*** MATERIAL FOR THIS EXERCISE Section Begins ***

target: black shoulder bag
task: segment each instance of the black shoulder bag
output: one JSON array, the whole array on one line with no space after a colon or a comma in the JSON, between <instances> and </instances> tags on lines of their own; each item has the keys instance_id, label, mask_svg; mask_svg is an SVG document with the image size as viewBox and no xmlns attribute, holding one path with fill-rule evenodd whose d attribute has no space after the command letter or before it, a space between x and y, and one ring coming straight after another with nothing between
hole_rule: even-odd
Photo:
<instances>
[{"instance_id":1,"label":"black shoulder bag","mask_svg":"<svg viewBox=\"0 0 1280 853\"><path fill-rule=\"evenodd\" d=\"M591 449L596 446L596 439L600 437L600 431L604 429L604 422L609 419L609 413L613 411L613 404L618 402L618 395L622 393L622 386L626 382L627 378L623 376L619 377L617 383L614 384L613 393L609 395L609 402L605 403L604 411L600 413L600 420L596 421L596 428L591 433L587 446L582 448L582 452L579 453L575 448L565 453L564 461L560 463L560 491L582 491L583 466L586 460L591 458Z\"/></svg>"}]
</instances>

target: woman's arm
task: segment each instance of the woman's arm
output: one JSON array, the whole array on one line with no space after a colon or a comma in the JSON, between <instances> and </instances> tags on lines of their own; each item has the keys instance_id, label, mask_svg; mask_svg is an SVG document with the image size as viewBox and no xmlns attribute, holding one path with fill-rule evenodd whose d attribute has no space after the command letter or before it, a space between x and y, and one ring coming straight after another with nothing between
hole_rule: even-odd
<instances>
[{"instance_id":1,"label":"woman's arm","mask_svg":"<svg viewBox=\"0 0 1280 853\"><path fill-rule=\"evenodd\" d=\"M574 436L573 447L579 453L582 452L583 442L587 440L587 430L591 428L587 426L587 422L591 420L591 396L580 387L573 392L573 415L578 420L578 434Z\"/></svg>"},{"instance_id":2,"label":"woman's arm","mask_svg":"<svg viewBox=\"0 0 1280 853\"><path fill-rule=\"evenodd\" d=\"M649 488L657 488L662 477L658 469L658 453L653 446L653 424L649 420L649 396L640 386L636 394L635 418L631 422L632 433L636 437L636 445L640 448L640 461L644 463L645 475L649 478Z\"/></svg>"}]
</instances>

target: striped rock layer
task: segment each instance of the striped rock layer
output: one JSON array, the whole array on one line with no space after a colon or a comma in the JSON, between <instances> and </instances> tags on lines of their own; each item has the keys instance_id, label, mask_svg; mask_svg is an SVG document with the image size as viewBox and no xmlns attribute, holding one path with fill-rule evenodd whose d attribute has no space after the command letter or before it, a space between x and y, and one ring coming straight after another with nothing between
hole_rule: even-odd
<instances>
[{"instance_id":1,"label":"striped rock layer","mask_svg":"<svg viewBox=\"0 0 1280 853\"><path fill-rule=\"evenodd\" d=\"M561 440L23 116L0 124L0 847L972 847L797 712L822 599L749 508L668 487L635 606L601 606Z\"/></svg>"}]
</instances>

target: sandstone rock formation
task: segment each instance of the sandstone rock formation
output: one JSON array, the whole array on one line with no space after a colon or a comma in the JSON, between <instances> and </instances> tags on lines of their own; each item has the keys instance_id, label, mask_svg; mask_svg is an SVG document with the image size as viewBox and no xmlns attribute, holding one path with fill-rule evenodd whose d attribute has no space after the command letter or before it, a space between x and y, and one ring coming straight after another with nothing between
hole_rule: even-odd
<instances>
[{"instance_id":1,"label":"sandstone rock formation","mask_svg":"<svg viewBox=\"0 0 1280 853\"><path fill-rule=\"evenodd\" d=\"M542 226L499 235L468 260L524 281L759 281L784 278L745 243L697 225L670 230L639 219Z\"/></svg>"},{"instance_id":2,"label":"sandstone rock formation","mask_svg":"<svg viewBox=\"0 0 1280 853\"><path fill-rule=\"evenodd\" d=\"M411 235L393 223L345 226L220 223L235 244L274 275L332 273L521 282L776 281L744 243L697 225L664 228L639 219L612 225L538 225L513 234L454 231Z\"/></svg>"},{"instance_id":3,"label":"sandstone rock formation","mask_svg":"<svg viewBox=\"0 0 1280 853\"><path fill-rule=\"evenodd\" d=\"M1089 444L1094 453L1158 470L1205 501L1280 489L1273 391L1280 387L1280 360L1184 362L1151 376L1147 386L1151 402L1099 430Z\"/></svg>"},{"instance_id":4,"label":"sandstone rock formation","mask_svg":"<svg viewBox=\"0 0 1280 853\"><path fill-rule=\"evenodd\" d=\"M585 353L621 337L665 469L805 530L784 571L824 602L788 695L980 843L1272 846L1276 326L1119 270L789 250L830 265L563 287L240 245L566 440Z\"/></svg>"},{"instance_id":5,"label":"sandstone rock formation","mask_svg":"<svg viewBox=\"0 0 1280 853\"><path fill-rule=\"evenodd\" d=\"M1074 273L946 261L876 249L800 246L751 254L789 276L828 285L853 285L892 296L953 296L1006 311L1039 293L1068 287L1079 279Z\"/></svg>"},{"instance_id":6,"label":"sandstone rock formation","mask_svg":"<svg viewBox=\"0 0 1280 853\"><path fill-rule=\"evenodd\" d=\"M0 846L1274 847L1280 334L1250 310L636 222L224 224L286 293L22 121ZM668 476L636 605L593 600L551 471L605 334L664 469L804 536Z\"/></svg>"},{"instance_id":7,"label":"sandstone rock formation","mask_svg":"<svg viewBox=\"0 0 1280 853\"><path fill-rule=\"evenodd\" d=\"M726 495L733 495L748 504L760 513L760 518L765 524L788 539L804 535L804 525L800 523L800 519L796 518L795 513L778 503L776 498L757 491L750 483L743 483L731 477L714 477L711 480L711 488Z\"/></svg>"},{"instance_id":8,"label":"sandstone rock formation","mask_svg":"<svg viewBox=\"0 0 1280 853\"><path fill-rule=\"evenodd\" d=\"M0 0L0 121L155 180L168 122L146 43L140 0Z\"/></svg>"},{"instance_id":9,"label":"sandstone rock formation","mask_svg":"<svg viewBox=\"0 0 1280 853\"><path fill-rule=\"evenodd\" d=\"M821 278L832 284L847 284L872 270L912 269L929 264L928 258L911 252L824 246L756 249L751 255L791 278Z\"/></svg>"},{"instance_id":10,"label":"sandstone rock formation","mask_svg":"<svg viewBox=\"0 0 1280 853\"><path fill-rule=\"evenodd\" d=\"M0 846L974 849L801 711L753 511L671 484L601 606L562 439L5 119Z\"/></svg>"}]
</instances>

*** MATERIAL FOR THIS EXERCISE Section Ends ***

:: YOUR GOAL ::
What is needed here is an exact copy of all the records above.

:: COMPLETED TASK ::
target: black shoulder bag
task: segment each instance of the black shoulder bag
output: one JSON array, the whole array on one line with no space after a colon or a comma in the JSON, between <instances> and </instances> tags on lines of their own; each item has the keys instance_id, label, mask_svg; mask_svg is an SVG document with the image size as viewBox and no xmlns attribute, holding one path with fill-rule evenodd whose d attribute has no space after the command letter or before it, a space between x and y, and one ring coming straight after another with nothing between
hole_rule: even-odd
Photo:
<instances>
[{"instance_id":1,"label":"black shoulder bag","mask_svg":"<svg viewBox=\"0 0 1280 853\"><path fill-rule=\"evenodd\" d=\"M591 449L596 446L596 439L600 437L600 431L604 429L604 422L609 419L609 413L613 411L613 404L618 402L618 395L622 393L622 386L626 382L627 378L623 376L619 377L617 383L614 384L613 393L609 395L609 402L605 403L604 411L600 413L600 420L596 421L596 428L591 433L587 446L582 448L582 452L579 453L575 448L565 453L564 461L560 463L560 491L582 491L583 466L586 460L591 458Z\"/></svg>"}]
</instances>

target: woman's arm
task: segment each instance of the woman's arm
output: one JSON array, the whole array on one line with no space after a colon or a comma in the JSON, between <instances> and </instances> tags on lines of their own; each item has the keys instance_id, label, mask_svg; mask_svg is an SVG document with the image size as viewBox and no xmlns attribute, holding one path with fill-rule evenodd whose d attribute has no space after the command letter or before it, a space between x and y, and one ring coming straight after another with nothing between
hole_rule: even-odd
<instances>
[{"instance_id":1,"label":"woman's arm","mask_svg":"<svg viewBox=\"0 0 1280 853\"><path fill-rule=\"evenodd\" d=\"M574 436L573 447L579 453L582 452L583 442L587 440L587 430L591 428L587 426L587 422L591 420L591 396L580 387L573 392L573 415L578 420L578 434Z\"/></svg>"},{"instance_id":2,"label":"woman's arm","mask_svg":"<svg viewBox=\"0 0 1280 853\"><path fill-rule=\"evenodd\" d=\"M649 488L657 488L662 477L658 469L658 453L653 446L653 424L649 420L649 396L640 386L636 394L635 418L631 422L632 433L636 437L636 445L640 448L640 461L644 463L645 475L649 478Z\"/></svg>"}]
</instances>

target: striped rock layer
task: segment each instance of the striped rock layer
output: one JSON array, the whole array on one line with no space after a colon or a comma in the JSON, between <instances> and </instances> tags on lines of their own; each item has the keys instance_id, label, mask_svg; mask_svg is an SVG document with the image size as viewBox and no xmlns attribute, holding one path with fill-rule evenodd whose d attribute has no space after the command letter or before it, a space between x and y, and one ring coming straight after another with nothing between
hole_rule: even-odd
<instances>
[{"instance_id":1,"label":"striped rock layer","mask_svg":"<svg viewBox=\"0 0 1280 853\"><path fill-rule=\"evenodd\" d=\"M561 440L23 116L0 124L0 847L972 847L797 712L822 599L749 508L668 487L635 606L601 606Z\"/></svg>"}]
</instances>

target: sandstone rock formation
task: segment each instance of the sandstone rock formation
output: one JSON array, the whole array on one line with no space after a colon or a comma in the JSON, between <instances> and </instances> tags on lines of their own; each item has the keys instance_id, label, mask_svg; mask_svg is an SVG document with the image size as viewBox and no xmlns attribute, holding one path with fill-rule evenodd whose d attribute has no space after the command letter or before it, a space between x and y, and one ring coming straight after another with nothing between
hole_rule: even-odd
<instances>
[{"instance_id":1,"label":"sandstone rock formation","mask_svg":"<svg viewBox=\"0 0 1280 853\"><path fill-rule=\"evenodd\" d=\"M542 226L499 235L468 260L524 281L759 281L784 278L745 243L697 225L670 230L639 219Z\"/></svg>"},{"instance_id":2,"label":"sandstone rock formation","mask_svg":"<svg viewBox=\"0 0 1280 853\"><path fill-rule=\"evenodd\" d=\"M411 235L393 223L345 226L220 223L235 244L274 275L332 273L521 282L776 281L744 243L697 225L664 228L639 219L612 225L538 225L513 234L454 231Z\"/></svg>"},{"instance_id":3,"label":"sandstone rock formation","mask_svg":"<svg viewBox=\"0 0 1280 853\"><path fill-rule=\"evenodd\" d=\"M1089 444L1094 453L1158 470L1205 501L1280 489L1273 391L1280 387L1280 360L1184 362L1151 376L1147 386L1151 402L1099 430Z\"/></svg>"},{"instance_id":4,"label":"sandstone rock formation","mask_svg":"<svg viewBox=\"0 0 1280 853\"><path fill-rule=\"evenodd\" d=\"M585 353L621 337L665 469L805 530L784 571L824 602L788 695L980 843L1272 846L1276 326L1119 270L789 250L830 265L563 287L240 245L566 440Z\"/></svg>"},{"instance_id":5,"label":"sandstone rock formation","mask_svg":"<svg viewBox=\"0 0 1280 853\"><path fill-rule=\"evenodd\" d=\"M1074 273L946 261L876 249L800 246L751 254L789 276L828 285L853 285L892 296L953 296L1006 311L1039 293L1068 287L1079 279Z\"/></svg>"},{"instance_id":6,"label":"sandstone rock formation","mask_svg":"<svg viewBox=\"0 0 1280 853\"><path fill-rule=\"evenodd\" d=\"M0 846L1274 847L1280 334L1250 310L636 222L224 224L286 293L22 121ZM668 476L636 605L593 600L551 471L605 334L664 469L804 536Z\"/></svg>"},{"instance_id":7,"label":"sandstone rock formation","mask_svg":"<svg viewBox=\"0 0 1280 853\"><path fill-rule=\"evenodd\" d=\"M726 495L733 495L748 504L760 513L760 518L765 524L788 539L804 535L804 525L800 523L800 519L796 518L795 513L778 503L776 498L757 491L750 483L743 483L731 477L714 477L711 480L711 488Z\"/></svg>"},{"instance_id":8,"label":"sandstone rock formation","mask_svg":"<svg viewBox=\"0 0 1280 853\"><path fill-rule=\"evenodd\" d=\"M0 0L0 121L155 180L168 122L146 43L140 0Z\"/></svg>"},{"instance_id":9,"label":"sandstone rock formation","mask_svg":"<svg viewBox=\"0 0 1280 853\"><path fill-rule=\"evenodd\" d=\"M821 278L832 284L847 284L872 270L912 269L929 264L928 258L911 252L824 246L756 249L751 255L791 278Z\"/></svg>"},{"instance_id":10,"label":"sandstone rock formation","mask_svg":"<svg viewBox=\"0 0 1280 853\"><path fill-rule=\"evenodd\" d=\"M0 846L974 849L801 711L753 511L671 484L601 606L562 439L5 119Z\"/></svg>"}]
</instances>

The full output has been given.